▸ Requirements: Write out the data below without changes, from the line containing "Query: signboard post" up to and including its last line, and nothing else.

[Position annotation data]
......

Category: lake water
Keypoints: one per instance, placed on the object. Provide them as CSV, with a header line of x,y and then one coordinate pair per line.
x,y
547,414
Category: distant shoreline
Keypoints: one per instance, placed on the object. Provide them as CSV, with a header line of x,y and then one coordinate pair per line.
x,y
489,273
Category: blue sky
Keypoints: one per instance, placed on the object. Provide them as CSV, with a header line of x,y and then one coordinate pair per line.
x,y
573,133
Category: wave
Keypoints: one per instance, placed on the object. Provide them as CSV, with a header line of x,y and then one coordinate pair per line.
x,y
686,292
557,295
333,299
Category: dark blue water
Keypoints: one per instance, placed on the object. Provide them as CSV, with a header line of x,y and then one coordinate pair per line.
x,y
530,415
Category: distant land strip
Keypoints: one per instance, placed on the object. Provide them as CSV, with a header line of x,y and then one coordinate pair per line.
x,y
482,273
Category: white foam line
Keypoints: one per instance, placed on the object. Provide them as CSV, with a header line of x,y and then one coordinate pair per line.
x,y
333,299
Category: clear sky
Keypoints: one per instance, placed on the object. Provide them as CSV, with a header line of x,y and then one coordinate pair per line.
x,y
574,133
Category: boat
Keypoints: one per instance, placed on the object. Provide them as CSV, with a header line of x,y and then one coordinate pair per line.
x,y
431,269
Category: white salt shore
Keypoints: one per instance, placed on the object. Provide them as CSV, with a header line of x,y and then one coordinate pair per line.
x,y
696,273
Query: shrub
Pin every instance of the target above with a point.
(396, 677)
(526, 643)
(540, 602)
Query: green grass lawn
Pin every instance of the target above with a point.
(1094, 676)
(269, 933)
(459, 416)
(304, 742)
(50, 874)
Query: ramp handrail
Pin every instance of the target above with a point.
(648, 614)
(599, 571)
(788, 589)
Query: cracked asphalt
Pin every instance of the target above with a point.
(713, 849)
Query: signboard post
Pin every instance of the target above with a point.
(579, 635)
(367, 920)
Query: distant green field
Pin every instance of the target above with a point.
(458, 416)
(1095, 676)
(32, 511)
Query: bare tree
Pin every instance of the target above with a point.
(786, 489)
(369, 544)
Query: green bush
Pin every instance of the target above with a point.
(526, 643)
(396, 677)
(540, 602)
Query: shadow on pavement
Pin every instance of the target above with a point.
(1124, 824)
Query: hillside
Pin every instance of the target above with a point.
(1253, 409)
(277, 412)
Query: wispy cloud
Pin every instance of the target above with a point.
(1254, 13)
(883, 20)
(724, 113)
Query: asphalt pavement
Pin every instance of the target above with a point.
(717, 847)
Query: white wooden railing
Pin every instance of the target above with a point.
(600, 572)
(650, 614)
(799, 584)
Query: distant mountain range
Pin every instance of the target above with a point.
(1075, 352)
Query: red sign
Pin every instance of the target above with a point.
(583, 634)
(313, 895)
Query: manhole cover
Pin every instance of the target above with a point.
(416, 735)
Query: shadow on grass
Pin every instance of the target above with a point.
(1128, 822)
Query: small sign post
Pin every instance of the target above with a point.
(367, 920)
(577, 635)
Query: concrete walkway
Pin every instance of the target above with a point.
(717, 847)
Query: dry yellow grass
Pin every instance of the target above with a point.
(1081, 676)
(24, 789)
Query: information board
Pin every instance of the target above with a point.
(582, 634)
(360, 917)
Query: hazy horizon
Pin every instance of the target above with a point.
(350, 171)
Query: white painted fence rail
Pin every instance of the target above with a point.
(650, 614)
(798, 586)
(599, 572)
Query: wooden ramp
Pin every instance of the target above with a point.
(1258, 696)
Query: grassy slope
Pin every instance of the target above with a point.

......

▸ Full output:
Query: signboard post
Pin every instance of the target above with a point.
(579, 635)
(367, 920)
Query: distant green field
Pin every instance of the target above with a point.
(458, 416)
(1095, 676)
(32, 511)
Query: bare tree
Pin every instance of the target above with a point.
(786, 489)
(369, 544)
Query: green bush
Pin every instance of the target above with a point.
(526, 643)
(396, 677)
(540, 602)
Query: shadow on pavement
Pin every instance of the target above with a point.
(1124, 824)
Query: hillside
Pin every instance of the target above with a point.
(1253, 409)
(277, 412)
Query: wispy cloud
Pin every instance of the target above with a point.
(1254, 13)
(883, 20)
(724, 113)
Query: asphalt pavement
Pin every instance of the target above with a point.
(717, 847)
Query: white wooden railing
Pin every instance of the target above with a point.
(600, 572)
(650, 614)
(799, 584)
Query: distant mountain range
Pin every instance of the target above with a point.
(1075, 352)
Query: red sign
Pin every instance of the target above with a point.
(583, 634)
(313, 895)
Query: manhole cover
Pin every instance of the target above with a point.
(416, 735)
Query: shadow on grass
Pin every instance of the target above with a point.
(1128, 822)
Query: small sign post
Pin every instance of the target above with a point.
(367, 920)
(577, 635)
Query: concrete walkway
Pin every instance of the target above with a point.
(717, 847)
Query: dry yellow grass
Pin every instance of the target above with a point.
(1081, 676)
(24, 789)
Query: information board
Pin every instance of the target above with a point.
(582, 634)
(360, 917)
Query: hazy horizon
Pin every instance of the target above with a point.
(350, 171)
Query: white painted fence rail
Pin every instance of the target above with a point.
(650, 614)
(798, 586)
(599, 572)
Query: wooden ramp
Pin every instance of the target above with a point.
(1258, 696)
Query: grassy slope
Pin every instance of the target above with a point.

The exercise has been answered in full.